-- BEGIN EXTRACTED MATERIAL --

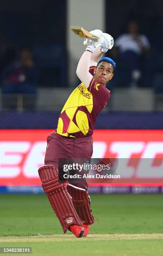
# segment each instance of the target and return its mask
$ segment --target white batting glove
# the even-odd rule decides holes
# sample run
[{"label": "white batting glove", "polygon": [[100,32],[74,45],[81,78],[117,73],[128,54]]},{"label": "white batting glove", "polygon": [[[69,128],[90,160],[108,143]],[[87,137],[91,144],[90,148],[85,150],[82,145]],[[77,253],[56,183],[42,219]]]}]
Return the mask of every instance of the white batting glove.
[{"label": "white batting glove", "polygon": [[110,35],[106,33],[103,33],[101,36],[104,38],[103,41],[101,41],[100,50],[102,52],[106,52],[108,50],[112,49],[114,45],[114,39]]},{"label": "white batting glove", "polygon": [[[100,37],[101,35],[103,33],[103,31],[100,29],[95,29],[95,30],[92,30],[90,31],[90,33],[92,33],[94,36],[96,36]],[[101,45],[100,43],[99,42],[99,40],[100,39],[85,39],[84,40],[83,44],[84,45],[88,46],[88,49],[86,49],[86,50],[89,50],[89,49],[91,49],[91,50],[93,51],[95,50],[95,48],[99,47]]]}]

-- END EXTRACTED MATERIAL --
-- BEGIN EXTRACTED MATERIAL --

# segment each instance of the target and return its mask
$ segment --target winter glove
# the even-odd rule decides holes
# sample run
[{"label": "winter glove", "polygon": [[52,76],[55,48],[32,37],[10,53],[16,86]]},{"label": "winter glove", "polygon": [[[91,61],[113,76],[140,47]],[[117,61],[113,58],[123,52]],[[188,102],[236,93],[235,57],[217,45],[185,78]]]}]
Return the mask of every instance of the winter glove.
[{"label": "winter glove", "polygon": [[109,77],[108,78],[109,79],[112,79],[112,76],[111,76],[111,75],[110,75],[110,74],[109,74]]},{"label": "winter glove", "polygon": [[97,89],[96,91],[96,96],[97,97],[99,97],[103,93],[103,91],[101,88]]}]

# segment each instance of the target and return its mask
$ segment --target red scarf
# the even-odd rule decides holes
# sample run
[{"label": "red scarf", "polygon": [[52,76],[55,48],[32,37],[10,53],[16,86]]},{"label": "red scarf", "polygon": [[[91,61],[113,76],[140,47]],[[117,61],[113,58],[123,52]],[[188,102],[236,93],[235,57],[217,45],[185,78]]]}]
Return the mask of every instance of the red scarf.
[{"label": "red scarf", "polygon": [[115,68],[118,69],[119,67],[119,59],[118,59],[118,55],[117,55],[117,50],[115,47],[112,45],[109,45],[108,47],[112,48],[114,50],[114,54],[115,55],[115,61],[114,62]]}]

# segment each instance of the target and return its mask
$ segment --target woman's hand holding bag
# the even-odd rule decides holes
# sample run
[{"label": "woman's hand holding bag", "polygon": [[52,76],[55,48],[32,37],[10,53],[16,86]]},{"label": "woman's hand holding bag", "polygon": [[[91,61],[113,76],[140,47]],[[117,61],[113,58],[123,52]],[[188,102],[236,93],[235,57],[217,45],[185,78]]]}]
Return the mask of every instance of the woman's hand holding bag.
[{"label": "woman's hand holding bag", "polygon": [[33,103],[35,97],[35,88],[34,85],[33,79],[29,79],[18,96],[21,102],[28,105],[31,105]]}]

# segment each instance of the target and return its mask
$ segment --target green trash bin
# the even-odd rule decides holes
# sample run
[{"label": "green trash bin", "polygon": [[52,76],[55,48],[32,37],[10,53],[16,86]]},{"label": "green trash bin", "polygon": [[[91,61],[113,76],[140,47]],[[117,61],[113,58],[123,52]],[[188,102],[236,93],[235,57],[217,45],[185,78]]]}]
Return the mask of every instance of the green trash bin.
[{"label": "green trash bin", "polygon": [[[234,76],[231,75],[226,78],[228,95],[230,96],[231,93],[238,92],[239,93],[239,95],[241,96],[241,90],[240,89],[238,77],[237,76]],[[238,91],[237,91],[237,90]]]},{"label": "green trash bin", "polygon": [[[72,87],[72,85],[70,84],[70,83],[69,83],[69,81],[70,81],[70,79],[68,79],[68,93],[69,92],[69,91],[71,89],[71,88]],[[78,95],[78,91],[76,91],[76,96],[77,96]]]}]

-- END EXTRACTED MATERIAL --
-- BEGIN EXTRACTED MATERIAL --

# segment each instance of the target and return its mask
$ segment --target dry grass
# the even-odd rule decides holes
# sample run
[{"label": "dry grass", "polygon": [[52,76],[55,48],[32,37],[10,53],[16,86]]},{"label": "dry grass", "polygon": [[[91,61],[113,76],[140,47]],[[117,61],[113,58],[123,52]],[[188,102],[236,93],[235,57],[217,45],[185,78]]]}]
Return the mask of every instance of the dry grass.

-- END EXTRACTED MATERIAL --

• WRITTEN TASK:
Pick out every line in the items above that contains the word "trash", with case counting, and copy each of those lines.

• RESULT OF THIS TASK:
$ segment --target green trash bin
[{"label": "green trash bin", "polygon": [[52,76],[55,48],[32,37],[10,53],[16,86]]},{"label": "green trash bin", "polygon": [[[91,61],[113,76],[140,47]],[[117,61],[113,58],[123,52]],[[188,102],[236,93],[235,57],[217,45],[185,78]]]}]
Return the mask of every instance of the green trash bin.
[{"label": "green trash bin", "polygon": [[[234,76],[231,75],[226,78],[228,95],[230,96],[231,93],[238,92],[239,93],[239,95],[241,96],[241,90],[240,89],[238,77],[237,76]],[[238,91],[237,91],[237,90]]]},{"label": "green trash bin", "polygon": [[[72,87],[72,85],[70,84],[70,83],[69,83],[69,81],[70,81],[70,79],[68,79],[68,93],[69,92],[69,91],[71,89],[71,88]],[[78,95],[78,91],[76,91],[76,96],[77,96]]]}]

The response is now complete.